» SHORT TASK: Repeat every entry in the listing below, exactly.

» DATASET:
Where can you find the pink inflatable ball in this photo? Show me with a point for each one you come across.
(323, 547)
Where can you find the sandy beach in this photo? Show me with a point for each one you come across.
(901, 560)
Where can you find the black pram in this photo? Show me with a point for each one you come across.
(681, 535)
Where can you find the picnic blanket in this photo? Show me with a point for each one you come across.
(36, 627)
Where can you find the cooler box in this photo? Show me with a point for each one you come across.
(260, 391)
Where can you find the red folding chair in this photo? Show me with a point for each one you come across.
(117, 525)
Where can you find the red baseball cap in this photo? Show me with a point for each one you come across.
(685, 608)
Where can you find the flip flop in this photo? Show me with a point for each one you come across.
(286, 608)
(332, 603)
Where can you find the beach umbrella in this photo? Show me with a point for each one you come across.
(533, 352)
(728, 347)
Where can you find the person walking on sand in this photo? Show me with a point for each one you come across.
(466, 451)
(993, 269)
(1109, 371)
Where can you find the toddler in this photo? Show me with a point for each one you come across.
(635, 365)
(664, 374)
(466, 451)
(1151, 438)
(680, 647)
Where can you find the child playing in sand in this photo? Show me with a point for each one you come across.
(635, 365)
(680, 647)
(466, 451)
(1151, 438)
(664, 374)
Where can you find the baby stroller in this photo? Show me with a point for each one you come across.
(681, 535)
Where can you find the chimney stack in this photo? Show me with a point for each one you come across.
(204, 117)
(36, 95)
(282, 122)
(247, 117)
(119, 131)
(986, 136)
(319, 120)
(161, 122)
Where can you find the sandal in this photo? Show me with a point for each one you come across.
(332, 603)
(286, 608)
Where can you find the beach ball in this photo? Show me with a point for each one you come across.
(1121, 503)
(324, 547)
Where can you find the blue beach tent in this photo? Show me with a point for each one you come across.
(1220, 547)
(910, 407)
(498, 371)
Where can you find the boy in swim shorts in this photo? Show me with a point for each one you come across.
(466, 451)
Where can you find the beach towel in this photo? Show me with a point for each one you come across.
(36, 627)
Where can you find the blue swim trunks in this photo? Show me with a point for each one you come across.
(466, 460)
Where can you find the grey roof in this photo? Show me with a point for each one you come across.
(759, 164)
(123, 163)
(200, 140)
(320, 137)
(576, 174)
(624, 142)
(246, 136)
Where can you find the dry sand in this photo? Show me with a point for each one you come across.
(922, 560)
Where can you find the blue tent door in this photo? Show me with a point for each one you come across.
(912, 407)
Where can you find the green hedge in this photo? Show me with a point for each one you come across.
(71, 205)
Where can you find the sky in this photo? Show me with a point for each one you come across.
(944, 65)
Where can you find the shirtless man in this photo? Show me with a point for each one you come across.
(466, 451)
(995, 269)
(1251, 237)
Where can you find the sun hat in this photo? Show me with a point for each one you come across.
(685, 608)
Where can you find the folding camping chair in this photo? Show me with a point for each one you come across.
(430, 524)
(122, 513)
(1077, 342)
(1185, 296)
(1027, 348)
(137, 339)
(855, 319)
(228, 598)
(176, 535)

» SOLUTION FOR THIS TASK:
Where can you find the pink inflatable ball in this photo? Show me with a point for each one you come across.
(323, 547)
Where can you find the sandy beach in this photo? Show me with a point for each one you come across.
(901, 560)
Where can you find the black pram in this photo? Show me with a point for each one you come across.
(681, 535)
Where can you find the picnic blanket in this photo? Show me with a point for each one you come across.
(36, 627)
Where can you find the cooler box in this photo? Show me with a point for each one you come across.
(260, 391)
Where can you find the red folding chair in this photo? Show me with a point for each one you come across.
(117, 525)
Where can you find the red baseball cap in this photo? Show me with a point for each one you come across.
(685, 608)
Where can you find the flip flop in this photo? Show me with a point for each one you come across.
(286, 608)
(332, 603)
Where can you find the beach umbrella in this photo? Show me with a point for each one you come across.
(533, 352)
(728, 347)
Where can you find the person walking on sand in this photo? Show me with a point for each one you come across.
(466, 451)
(993, 269)
(1109, 371)
Where can you find the toddler in this photo? Show me with a point for each one you come across.
(635, 365)
(664, 374)
(466, 451)
(1151, 438)
(680, 647)
Where can you find the child playing in sand in this photo? Show me with a point for each one you come across.
(635, 365)
(680, 647)
(466, 451)
(1151, 438)
(664, 374)
Where can you find the baby stroller in this photo? Show me with a point for each one you come across.
(681, 535)
Where can you find the chimney stack in this photo? Show me with a point for each one you come across.
(204, 117)
(36, 95)
(282, 122)
(247, 117)
(119, 131)
(986, 136)
(319, 120)
(161, 122)
Where can you find the sandal in this photo? Show me with a point for each one you come across.
(332, 603)
(286, 608)
Where can you find the beach ball in this photo? Show me with a point for each one you come across.
(1121, 503)
(324, 547)
Where can you find the blue beach tent in this photo? Show me with a point for each one you come across.
(1220, 547)
(910, 407)
(498, 371)
Where can you find the boy in swim shorts in this photo? Show me with a point for each one you come across.
(466, 451)
Where can you find the beach towel in this photo? Show me with a point for each one you come across.
(36, 627)
Where can you find the blue swim trunks in this photo? Show me with a point for each one you come across.
(466, 460)
Where can you find the grey roof in this photo? Show me with a point for each one you come across.
(759, 164)
(123, 163)
(200, 140)
(320, 137)
(576, 174)
(624, 142)
(246, 136)
Where can you find the dry sand in this photo? Show me with a point for each one you come across.
(922, 560)
Where can you find the blue tent door in this photo? Show me with a point for each one you come across.
(912, 407)
Where can you find the green hedge in this photo? Show me with a point for each one you come across.
(71, 205)
Where can you find the sky in this photo? Show me with a point for each one you come across.
(944, 65)
Where can you find the shirtless man in this photo? Show me with a point for each one you come across.
(466, 451)
(995, 269)
(1251, 237)
Where can you find the sun hat in this photo? Show me with a point for each one you come across.
(685, 608)
Where can you find the folding camping chair in this photo? Show me with a point for each one you come across.
(430, 524)
(122, 513)
(1077, 342)
(1185, 296)
(1027, 348)
(137, 339)
(855, 319)
(228, 598)
(176, 535)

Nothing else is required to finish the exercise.